■ **EXERCISE DIRECTIONS**
From the line containing "Would you please tag the bag" down to the last line of the records below, copy every line exactly. Leave out everything before it.
Segment Open
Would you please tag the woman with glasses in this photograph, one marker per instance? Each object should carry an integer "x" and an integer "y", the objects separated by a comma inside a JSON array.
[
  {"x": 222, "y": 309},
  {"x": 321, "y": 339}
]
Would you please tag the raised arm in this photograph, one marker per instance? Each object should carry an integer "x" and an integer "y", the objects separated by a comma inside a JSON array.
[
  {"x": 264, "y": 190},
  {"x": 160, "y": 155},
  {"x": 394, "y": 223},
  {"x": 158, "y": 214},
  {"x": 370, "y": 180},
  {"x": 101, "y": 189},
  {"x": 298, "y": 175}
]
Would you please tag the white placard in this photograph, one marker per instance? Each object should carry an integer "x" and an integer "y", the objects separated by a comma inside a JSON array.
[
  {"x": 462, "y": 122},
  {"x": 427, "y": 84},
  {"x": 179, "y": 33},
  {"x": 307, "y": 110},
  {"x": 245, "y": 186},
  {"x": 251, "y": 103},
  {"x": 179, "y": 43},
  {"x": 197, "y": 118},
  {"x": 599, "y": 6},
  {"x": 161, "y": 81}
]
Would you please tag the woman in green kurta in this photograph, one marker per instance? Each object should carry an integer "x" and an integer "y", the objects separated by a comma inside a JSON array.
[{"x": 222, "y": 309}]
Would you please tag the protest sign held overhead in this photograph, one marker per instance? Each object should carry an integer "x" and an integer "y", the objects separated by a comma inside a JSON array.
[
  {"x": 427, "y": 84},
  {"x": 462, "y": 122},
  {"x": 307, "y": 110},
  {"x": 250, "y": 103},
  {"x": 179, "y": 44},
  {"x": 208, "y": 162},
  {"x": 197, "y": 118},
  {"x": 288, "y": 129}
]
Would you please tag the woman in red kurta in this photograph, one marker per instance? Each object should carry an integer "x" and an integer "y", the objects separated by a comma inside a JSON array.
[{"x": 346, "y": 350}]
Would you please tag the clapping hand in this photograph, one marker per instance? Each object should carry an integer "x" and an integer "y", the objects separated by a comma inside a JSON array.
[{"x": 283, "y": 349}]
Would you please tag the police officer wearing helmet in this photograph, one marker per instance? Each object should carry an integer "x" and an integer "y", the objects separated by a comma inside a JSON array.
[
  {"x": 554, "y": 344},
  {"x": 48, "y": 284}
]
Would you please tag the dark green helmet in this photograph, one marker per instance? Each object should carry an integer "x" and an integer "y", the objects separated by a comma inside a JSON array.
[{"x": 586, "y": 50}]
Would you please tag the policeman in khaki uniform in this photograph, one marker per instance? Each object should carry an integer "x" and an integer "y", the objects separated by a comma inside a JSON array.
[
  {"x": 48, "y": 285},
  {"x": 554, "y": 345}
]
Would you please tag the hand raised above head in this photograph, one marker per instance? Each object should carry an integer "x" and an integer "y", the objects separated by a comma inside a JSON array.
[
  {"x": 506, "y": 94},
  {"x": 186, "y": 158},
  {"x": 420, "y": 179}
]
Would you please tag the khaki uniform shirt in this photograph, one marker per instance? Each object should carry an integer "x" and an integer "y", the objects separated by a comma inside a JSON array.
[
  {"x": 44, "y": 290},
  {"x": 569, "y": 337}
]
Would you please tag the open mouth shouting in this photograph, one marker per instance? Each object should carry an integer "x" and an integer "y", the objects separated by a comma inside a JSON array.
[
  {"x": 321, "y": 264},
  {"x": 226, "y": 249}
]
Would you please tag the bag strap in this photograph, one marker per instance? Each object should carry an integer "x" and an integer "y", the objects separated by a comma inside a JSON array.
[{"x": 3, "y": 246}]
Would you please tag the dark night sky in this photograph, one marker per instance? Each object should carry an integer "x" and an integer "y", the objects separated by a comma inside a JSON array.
Segment Closed
■ **ANSWER BOX**
Would you please tag the bag strap in this photograph, one marker per instance? Each object should carry an integer "x" and an integer "y", the objects separated by a comma inside a JSON array.
[{"x": 3, "y": 246}]
Would you please tag the dark night sky in this photograph, one marker per instance? Each object should carry an integer "x" and an integer "y", the objects separated by a comma inside a JSON array.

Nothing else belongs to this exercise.